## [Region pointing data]
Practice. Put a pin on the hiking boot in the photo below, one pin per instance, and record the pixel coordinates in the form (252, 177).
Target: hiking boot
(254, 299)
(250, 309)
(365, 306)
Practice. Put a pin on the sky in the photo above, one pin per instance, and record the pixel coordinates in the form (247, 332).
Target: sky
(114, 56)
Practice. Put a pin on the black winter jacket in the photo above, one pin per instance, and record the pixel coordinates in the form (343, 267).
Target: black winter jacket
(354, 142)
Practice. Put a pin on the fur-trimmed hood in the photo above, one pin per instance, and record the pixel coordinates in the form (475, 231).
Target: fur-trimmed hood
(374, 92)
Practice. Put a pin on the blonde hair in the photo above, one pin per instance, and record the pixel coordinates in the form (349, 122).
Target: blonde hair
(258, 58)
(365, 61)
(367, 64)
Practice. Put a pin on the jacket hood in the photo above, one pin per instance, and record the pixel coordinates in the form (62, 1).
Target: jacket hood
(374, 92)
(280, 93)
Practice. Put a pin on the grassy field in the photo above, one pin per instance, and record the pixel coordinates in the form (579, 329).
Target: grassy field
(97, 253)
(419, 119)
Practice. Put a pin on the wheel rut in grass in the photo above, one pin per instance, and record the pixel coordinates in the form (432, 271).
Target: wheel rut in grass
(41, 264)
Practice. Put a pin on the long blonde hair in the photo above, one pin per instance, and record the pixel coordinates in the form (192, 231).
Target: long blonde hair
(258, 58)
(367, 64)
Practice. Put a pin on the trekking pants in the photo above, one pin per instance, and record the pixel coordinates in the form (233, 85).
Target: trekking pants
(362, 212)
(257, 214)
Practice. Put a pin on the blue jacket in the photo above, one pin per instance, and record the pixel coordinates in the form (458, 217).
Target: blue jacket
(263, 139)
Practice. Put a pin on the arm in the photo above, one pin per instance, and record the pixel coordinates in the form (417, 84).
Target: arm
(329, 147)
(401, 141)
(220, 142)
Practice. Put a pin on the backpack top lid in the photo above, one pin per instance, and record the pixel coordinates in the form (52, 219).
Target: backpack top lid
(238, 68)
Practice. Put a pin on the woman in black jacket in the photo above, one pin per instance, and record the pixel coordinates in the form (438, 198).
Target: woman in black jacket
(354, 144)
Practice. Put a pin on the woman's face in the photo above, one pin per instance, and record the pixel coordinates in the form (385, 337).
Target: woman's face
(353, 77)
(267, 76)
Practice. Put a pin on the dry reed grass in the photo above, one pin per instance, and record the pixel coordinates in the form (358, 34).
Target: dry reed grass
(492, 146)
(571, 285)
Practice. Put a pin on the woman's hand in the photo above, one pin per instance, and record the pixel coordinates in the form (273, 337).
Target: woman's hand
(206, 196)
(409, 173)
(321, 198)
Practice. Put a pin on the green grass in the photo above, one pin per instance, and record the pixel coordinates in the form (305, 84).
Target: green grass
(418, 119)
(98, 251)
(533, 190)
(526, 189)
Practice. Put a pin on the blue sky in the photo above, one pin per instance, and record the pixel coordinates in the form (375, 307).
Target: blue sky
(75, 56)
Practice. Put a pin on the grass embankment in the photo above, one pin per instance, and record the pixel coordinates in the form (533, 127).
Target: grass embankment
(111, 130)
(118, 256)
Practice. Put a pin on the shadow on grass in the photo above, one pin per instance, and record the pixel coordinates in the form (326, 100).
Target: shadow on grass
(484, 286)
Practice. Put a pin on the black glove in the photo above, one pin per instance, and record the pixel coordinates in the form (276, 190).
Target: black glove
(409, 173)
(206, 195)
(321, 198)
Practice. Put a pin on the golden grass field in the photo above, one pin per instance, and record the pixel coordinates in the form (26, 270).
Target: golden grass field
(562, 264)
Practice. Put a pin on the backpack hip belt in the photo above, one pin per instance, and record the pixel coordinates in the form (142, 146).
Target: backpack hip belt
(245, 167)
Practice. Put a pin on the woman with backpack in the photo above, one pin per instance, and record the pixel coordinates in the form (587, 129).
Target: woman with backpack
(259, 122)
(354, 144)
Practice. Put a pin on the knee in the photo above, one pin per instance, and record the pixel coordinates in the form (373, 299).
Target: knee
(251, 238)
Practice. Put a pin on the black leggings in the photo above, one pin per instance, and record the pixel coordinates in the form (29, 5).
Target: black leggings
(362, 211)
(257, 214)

## [TASK BRIEF]
Each line from the one with "Target: backpack hip belt" through the end of the entries above must be set down exactly, both end lines included, and no other line may appear.

## [YOUR SOLUTION]
Target: backpack hip belt
(245, 167)
Practice. Put a pin on the woman with backpack in the photo above, one pin per instance, and record the pixel coordinates in the form (587, 129).
Target: woman with backpack
(259, 122)
(354, 144)
Practice. Put a pin on the knee in the photo above, one pin per instance, and record the pixel coordinates in the form (373, 299).
Target: knee
(251, 238)
Practice. Put a pin on the black leggings in the photo above, one pin per instance, and record the pixel coordinates in the form (29, 5).
Target: black leggings
(362, 211)
(257, 214)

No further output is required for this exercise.